WHAT YOU SHOULD DO
Print every line of the entries below as a numbered list, skipping any blank lines. Leave the pictures out of your answer.

--

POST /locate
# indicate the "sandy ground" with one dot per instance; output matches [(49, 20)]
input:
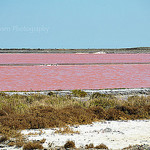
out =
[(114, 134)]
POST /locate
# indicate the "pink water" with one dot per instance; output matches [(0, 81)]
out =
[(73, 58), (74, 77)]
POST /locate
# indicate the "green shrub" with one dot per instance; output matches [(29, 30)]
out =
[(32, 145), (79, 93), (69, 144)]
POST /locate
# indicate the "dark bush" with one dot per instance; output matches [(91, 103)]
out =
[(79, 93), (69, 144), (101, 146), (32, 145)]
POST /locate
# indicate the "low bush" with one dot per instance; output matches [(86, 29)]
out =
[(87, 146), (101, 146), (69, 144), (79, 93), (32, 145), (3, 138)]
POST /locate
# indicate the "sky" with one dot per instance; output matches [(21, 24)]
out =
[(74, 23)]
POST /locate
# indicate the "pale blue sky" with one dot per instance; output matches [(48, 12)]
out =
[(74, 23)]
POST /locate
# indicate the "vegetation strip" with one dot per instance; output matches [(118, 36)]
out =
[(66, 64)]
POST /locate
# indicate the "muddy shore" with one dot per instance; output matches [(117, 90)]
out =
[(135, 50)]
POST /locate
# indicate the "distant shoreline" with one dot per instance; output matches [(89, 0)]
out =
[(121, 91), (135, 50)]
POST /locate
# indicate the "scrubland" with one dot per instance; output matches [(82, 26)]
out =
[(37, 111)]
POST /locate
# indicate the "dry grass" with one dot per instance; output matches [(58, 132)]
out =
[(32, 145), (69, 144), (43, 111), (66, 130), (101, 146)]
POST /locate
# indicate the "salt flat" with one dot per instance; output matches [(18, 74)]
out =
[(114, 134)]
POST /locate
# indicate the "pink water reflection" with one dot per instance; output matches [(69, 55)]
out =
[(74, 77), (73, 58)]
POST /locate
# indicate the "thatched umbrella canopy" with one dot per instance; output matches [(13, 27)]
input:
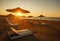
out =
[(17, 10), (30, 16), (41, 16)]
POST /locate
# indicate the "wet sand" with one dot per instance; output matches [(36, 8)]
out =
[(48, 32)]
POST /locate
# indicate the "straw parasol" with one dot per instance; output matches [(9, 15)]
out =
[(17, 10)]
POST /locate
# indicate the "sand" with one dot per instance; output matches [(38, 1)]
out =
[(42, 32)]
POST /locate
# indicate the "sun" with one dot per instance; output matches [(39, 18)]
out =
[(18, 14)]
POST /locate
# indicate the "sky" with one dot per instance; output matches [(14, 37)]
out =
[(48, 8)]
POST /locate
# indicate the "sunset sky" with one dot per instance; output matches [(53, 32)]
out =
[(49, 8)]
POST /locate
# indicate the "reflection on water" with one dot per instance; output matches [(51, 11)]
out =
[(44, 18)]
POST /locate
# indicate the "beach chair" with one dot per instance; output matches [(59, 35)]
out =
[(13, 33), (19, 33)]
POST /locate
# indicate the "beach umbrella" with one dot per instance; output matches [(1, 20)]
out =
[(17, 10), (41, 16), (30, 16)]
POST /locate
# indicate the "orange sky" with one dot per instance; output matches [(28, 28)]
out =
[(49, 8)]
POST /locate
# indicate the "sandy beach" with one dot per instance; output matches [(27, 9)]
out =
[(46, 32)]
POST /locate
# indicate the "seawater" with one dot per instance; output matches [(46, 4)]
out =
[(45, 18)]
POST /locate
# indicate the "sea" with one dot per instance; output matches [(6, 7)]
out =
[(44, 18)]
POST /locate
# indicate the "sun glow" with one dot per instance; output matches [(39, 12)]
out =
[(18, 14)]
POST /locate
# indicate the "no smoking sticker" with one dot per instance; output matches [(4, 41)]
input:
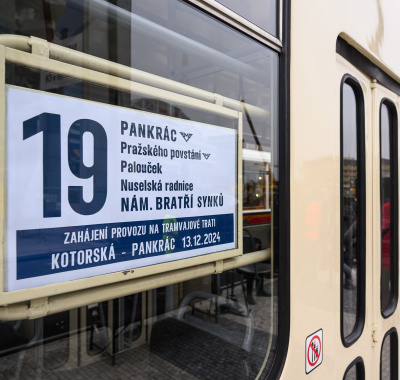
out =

--

FINAL RESULT
1. POST /locate
2. # indicate the "sandy ground" with one dot per instance; output matches [(49, 20)]
3. input:
4. out =
5. [(114, 134)]
6. POST /locate
7. # indicate the "pink water" with one dot per instance; output matches [(0, 81)]
8. out =
9. [(73, 58), (74, 77)]
10. POST /locate
11. # indicate the "green shrub" with one dot per instance; output matches [(29, 30)]
12. out =
13. [(32, 145), (79, 93), (69, 144)]
14. POST /locate
15. # indicate the "dark bush" with one dot per instance; output matches [(91, 103)]
16. out =
17. [(79, 93), (69, 144), (101, 146), (32, 145)]
18. POST /locate
19. # indicate the "low bush" with one dot per instance; output matches [(86, 29)]
20. out =
21. [(87, 146), (101, 146), (69, 144), (79, 93), (32, 145), (3, 138)]
22. POST /locate
23. # indicate the "sky" with one dot per instance; output matches [(21, 24)]
24. out =
25. [(74, 23)]
26. POST /locate
27. # indicate the "pale blue sky" with one dot per instance; output matches [(48, 12)]
28. out =
29. [(74, 23)]
30. POST /locate
31. # indicate the "vegetation strip" with one dot per instance; output matches [(118, 36)]
32. out =
33. [(66, 64)]
34. POST /locate
35. # indicate the "muddy shore" with one dot per instance; output matches [(117, 90)]
36. out =
37. [(135, 50)]
38. POST /locate
39. # indicate the "distant shoreline" with one dot per instance; output matches [(89, 0)]
40. out =
41. [(121, 91), (135, 50)]
42. POST /locate
43. # indicate the "scrubland" with one dot per instance; output matches [(82, 26)]
44. out =
45. [(37, 111)]
46. POST /locate
47. # indicate the "dry grass" with one dot per instance; output matches [(58, 132)]
48. out =
49. [(32, 145), (69, 144), (43, 111), (66, 130), (101, 146)]
50. POST /locate
51. # indicate the "salt flat" with one dot per instance; output matches [(18, 74)]
52. out =
53. [(114, 134)]
54. POST /locate
55. # indicate the "pink water reflection" with one dot per instance; output matches [(69, 55)]
56. out =
57. [(74, 77), (73, 58)]
58. POST /locate
59. # indicate the "thatched umbrella canopy" with one dot per instance; output matches [(13, 27)]
60. input:
61. out =
62. [(17, 10), (30, 16), (41, 16)]
63. POST /locate
64. # indicate the "wet sand" with one dot per instance; output matches [(36, 8)]
65. out =
66. [(48, 32)]
67. POST /locate
68. # indicate the "straw parasol" with one dot per instance; output matches [(9, 15)]
69. out =
70. [(17, 10)]
71. POST /locate
72. # indicate the "sand" with one dot per instance; output matches [(38, 1)]
73. out =
74. [(42, 32)]
75. POST /locate
76. # indicate the "sun" with one dot per instance; output matches [(39, 18)]
77. out =
78. [(18, 14)]
79. POST /locate
80. # indicate the "sky" with one dot per instance; output matches [(14, 37)]
81. out =
82. [(48, 8)]
83. POST /locate
84. # indicate the "sunset sky" with one dot per instance; output matches [(53, 32)]
85. out =
86. [(49, 8)]
87. POST /locate
88. # indicate the "reflection on water" with one dot per instance; output matches [(51, 11)]
89. out =
90. [(44, 18)]
91. POST /locate
92. # indicate the "beach chair" with one dot per instance; output matches [(59, 35)]
93. out =
94. [(13, 33), (19, 33)]
95. POST /locate
96. # indicate the "beach umbrella" with one dot per instance; output matches [(1, 20)]
97. out =
98. [(17, 10), (41, 16), (30, 16)]
99. POST /locate
100. # indicate the "orange sky" with one dot per instance; output matches [(28, 28)]
101. out =
102. [(49, 8)]
103. POST /locate
104. # indicate the "sandy beach" with one dot per instance; output matches [(27, 9)]
105. out =
106. [(46, 32)]
107. POST /locate
108. # indicate the "seawater" with one dot per instance; output matches [(46, 4)]
109. out =
110. [(45, 18)]
111. POST /locate
112. # indicate the "sea" with one dot per instance; output matches [(6, 7)]
113. out =
114. [(44, 18)]
115. POST /locate
116. # indicate the "sun glow" with one dot per instance; output matches [(39, 12)]
117. out =
118. [(18, 14)]
119. POST /locate
120. # indicate the "no smoking sticker" with one dot per instance; output matches [(4, 41)]
121. input:
122. out =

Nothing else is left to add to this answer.